Coming around a corner and I hear several pings followed by some sicking cthunks while feeling the rear end start to wobble...

It turns out 4 out of 5 bolts sheared off -- I know I've never over-torqued these bolts, so the only thing I can figure is I've smacked a few too many speed bumps are too high of speed, and they finally gave up the ghost.

Quick call to a friend, and I've picked up some bolts from the hardware store, followed by some vocal musing about how badly named 'easy-out' tools are, and I've cleared 2 of the sheared bolts, enough to basically walk the bike the last 1/2 mile home.


I have a few questions for you guys:
The bolts seemed to be pretty soft compared to some VW bug lug bolts I had to drill and extract quite a few years back -- would replacing the bolts with hardened ones be a good or bad idea?

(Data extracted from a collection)
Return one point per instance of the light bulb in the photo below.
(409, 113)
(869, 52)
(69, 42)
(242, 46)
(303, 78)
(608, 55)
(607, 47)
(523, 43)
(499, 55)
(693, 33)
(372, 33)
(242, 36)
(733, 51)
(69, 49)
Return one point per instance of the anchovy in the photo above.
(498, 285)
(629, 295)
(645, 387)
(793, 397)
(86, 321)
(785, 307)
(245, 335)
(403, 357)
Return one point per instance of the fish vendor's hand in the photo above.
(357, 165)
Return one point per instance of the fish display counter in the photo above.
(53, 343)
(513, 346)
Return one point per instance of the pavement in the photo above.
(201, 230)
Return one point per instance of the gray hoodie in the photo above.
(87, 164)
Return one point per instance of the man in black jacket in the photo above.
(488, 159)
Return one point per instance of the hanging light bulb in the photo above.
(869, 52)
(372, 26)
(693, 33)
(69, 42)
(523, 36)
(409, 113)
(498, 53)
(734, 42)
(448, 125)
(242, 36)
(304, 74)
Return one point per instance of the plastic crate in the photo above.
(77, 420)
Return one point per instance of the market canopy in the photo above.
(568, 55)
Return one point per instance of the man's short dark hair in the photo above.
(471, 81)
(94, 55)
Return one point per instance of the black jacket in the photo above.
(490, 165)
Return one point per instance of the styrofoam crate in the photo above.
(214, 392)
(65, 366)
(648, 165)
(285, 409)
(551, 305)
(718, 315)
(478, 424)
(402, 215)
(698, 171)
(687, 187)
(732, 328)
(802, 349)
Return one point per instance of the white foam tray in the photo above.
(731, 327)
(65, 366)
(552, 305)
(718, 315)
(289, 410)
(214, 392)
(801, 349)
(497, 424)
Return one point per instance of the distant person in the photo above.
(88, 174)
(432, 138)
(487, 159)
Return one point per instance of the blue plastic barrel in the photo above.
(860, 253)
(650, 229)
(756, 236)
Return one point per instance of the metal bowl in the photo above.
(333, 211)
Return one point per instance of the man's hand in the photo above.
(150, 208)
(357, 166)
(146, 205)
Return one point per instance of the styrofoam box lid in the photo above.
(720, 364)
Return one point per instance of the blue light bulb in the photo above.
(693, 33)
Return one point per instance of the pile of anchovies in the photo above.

Required actions:
1 > Answer these questions from the post about the sheared bolts.
(a) How many of the five bolts sheared off?
(b) Where did the writer pick up new bolts?
(c) How far did the writer walk the bike home?
2 > Carry on the post about the sheared bolts from the point where it stops.

Task results:
1 >
(a) Four of them.
(b) At the hardware store.
(c) The last half mile.

2 >
assuming I should just use oem bolts -- any idea who would have them?(i'd call AF1, but they are closed on Mondays.

I pulled and inspected (cheap microscope) the bolts for the front tires but
I'm not confident in my ability to spot metal fatigue-- think I should just replace all the front tire bolts as a precaution?
I have a bunch of these bolts if you need the stock ones.
I replaced all of mine with Chrome Ones on all of my Bikes.
PM me your address, I will send.
Just ask you paypal me about $5 for the shipping.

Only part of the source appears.